## EXERCISE TEXT
>>>
I was working with a client, reminding myself that the way in which we recreate our own bad relationships leads us into trouble every time. Whether we are in a relationship, between relationships, or eternally single, I think that we recreate similar patterns with different partners or mates, that keep us stuck and recreating the same dysfunction over and over again.
Whether its that we are so committed to chasing a fantasy in our minds, that has little basis in relationship reality, or are so deeply embedded in our fear and insecurity, the power of the past keeps us very much stuck in the present. The problems within our current relationship come to a head, and then we seek out a way to feel better or reduce the pain, sometimes through harmful means such as infidelity, alcohol, pornography, workaholism, gambling, or any number of other outlets. The fact is that we can’t run from the unconscious patterns that we recreate. Only by giving these patterns attention, can we begin to become aware of them and stop insanely perpetuating this madness.
Looking into the past to see how we have behaved or interacted with former partners, or even a parent for that matter, begin to shed light on the patterns that we currently create. Beginning to become aware and take responsibility for those behavioral patterns is a first step, and through therapy, those patterns will rise to surface and, with work, can be transformed so that energy is freed up for other pursuits. I think that if you could stop fighting with your partner, especially over the same issue time and time again, that you would choose that, and choose more peace in your home.
<<<
## DATASET SECTION
>>>
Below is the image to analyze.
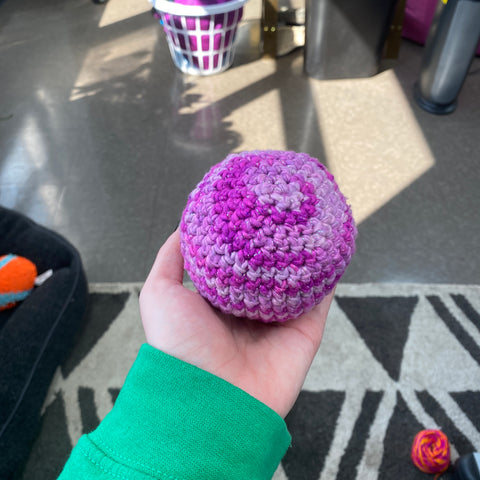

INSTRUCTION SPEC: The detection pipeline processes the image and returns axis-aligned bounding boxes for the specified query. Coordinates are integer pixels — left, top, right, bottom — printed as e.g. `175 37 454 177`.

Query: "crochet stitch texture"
<<<
## WORK INSTRUCTIONS
1: Answer these questions using the text on relationship patterns:
(a) What does the text say keeps us very much stuck in the present?
(b) Through what does the text say those behavioral patterns will rise to the surface?
(c) Besides former partners, whom does the text name as someone whose past interactions with us can shed light on our patterns?
2: Output the passage of the text on relationship patterns from "I was working" up to and including "and over again." with no changes.
3: Go on with the text on relationship patterns from the point where it stops.
The material placed after the text comes from a different source.

## RESPONSES FOR EACH TASK
1:
(a) The power of the past.
(b) Through therapy.
(c) A parent.

2:
I was working with a client, reminding myself that the way in which we recreate our own bad relationships leads us into trouble every time. Whether we are in a relationship, between relationships, or eternally single, I think that we recreate similar patterns with different partners or mates, that keep us stuck and recreating the same dysfunction over and over again.

3:
We need to start to take a bird’s eye view of our lives, especially in the realm of relationships. If we are controlling, we need to own up to that. If we are based in fear and scared to death that our partner will leave us for someone else, it’s that place that we need to look into. Those things don’t go away, but only accumulate more strength the more they are pushed aside and neglected. I believe it’s easier to commit to blaming the other partner or avoiding things with one of the addictions noted above, but the hard part is to become aware that we have a role in our suffering, find help and start to become aware and take responsibility for changing our situation, our relationships, and our lives.